▸ **Work instruction**
Working from the records below, repeat exactly the lines starting at the line that contains "of the church" and ending at the line that contains "of the paved", inclusive.
Data in this exercise below:
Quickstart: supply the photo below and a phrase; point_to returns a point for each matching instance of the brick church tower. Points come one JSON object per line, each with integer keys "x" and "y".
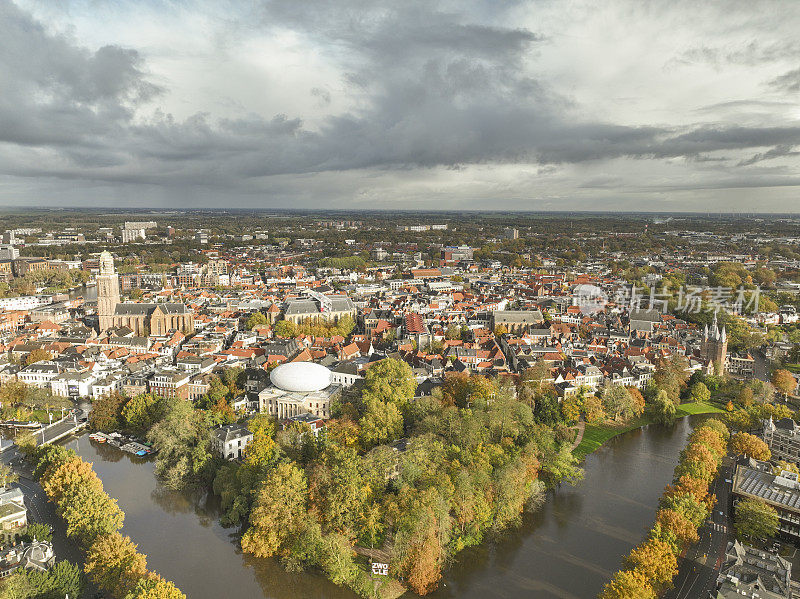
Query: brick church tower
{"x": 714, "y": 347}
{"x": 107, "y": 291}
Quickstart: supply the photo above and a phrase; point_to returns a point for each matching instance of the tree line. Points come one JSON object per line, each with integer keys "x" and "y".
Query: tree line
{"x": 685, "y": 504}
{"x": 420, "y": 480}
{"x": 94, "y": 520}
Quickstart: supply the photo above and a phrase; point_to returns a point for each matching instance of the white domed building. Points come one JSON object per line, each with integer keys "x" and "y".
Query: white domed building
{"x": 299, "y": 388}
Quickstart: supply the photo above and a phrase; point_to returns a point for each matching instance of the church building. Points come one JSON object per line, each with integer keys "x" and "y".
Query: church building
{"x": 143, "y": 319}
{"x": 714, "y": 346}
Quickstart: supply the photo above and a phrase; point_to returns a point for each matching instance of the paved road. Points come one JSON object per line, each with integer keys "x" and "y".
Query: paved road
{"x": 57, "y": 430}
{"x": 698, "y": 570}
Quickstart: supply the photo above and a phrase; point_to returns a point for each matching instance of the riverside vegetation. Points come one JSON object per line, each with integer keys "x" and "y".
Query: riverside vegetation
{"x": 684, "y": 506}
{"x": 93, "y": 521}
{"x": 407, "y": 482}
End of Data in this exercise.
Data in this exercise below:
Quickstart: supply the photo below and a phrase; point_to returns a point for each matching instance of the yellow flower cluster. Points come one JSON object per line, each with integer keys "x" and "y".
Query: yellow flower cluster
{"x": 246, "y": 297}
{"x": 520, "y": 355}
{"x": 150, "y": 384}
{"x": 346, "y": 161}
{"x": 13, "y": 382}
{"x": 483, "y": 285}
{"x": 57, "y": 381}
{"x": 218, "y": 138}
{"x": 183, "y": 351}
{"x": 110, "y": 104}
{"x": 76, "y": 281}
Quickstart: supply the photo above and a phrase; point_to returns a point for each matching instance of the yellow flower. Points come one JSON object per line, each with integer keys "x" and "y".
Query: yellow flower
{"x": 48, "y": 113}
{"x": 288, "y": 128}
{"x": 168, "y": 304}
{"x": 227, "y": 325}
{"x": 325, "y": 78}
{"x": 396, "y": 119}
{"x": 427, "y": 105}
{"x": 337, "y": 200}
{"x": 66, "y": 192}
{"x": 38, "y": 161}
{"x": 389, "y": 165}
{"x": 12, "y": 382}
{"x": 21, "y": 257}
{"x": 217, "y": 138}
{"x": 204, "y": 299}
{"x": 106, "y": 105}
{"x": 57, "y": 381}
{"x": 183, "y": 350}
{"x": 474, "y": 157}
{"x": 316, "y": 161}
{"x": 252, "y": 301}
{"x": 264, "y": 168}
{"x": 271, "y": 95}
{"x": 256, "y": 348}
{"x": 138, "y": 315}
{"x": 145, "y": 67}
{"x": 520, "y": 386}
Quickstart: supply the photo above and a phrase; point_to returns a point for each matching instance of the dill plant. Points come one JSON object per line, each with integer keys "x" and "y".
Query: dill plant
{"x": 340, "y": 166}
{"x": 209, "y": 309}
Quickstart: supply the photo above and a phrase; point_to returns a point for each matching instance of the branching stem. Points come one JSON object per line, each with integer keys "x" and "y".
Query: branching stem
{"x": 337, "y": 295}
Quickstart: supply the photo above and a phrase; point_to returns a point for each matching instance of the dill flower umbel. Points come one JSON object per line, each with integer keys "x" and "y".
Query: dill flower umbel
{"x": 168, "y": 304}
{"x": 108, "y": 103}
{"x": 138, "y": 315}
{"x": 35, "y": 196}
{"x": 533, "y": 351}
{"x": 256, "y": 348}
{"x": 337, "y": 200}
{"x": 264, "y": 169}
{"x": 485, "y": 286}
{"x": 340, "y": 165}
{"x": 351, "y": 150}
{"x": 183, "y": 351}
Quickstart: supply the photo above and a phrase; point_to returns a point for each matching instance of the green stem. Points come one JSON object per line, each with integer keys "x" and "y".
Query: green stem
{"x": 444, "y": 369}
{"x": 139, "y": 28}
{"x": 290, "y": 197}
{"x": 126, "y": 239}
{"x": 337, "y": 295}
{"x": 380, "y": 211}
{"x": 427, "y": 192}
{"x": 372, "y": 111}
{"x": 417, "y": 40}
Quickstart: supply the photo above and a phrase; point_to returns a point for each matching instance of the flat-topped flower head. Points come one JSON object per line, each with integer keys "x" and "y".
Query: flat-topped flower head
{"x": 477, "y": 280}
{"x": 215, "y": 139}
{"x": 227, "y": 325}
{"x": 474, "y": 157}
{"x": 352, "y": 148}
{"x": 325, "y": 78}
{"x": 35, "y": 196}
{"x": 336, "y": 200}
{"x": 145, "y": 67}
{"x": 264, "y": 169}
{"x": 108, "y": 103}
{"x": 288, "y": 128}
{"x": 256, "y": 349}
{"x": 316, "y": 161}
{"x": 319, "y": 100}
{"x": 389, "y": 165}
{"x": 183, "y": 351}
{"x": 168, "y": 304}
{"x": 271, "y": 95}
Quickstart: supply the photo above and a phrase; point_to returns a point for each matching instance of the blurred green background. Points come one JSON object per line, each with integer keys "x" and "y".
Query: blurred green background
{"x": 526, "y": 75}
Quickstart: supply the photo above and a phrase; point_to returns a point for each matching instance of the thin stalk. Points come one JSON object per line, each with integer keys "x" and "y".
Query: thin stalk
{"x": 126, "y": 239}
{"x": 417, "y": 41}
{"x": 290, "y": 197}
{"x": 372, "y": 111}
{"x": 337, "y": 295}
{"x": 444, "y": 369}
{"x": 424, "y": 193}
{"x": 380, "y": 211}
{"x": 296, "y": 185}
End of Data in this exercise.
Data in this exercise below:
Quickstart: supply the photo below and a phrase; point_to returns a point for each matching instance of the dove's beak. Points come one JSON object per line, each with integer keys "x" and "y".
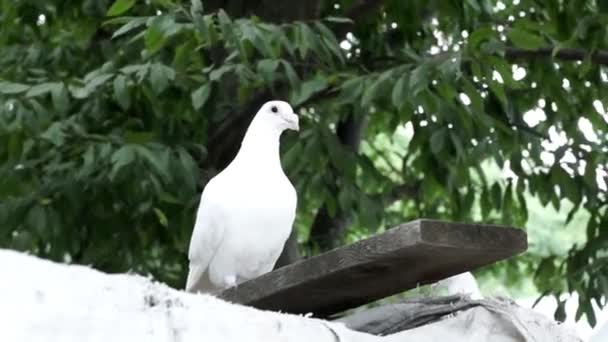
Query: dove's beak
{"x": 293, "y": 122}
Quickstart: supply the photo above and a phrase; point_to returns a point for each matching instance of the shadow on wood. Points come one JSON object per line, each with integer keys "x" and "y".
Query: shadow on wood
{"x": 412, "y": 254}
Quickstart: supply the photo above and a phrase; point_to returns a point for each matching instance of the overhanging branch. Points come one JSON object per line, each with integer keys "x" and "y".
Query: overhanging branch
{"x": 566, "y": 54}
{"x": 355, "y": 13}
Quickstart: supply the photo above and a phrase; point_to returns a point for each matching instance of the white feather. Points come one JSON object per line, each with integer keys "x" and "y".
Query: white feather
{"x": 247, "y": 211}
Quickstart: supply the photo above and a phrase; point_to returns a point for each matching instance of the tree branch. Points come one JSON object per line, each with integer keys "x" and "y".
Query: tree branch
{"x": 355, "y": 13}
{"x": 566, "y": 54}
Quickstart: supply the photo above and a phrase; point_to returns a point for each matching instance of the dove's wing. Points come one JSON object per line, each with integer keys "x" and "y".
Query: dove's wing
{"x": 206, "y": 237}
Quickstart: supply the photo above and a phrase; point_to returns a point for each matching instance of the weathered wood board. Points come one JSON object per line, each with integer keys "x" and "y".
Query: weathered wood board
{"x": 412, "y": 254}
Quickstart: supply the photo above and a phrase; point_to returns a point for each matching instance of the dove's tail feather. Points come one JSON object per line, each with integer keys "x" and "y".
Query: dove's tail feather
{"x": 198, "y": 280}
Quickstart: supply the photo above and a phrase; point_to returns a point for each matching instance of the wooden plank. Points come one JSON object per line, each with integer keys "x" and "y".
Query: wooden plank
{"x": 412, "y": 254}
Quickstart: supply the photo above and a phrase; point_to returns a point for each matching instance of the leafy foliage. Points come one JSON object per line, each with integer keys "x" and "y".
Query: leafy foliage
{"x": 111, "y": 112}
End of Data in this exercise.
▸ **Exercise response**
Quickstart: supply the photo above and a phrase; point_to returns a point for each matching instance of the church building. Points come one JSON object per line, each with integer keys "x" and "y".
Query: church building
{"x": 143, "y": 319}
{"x": 714, "y": 346}
Quickstart: supply the photo above and a phrase; point_to returns a point for each matching instance of the paved road. Points come one JSON object per line, each with integer keys "x" and "y".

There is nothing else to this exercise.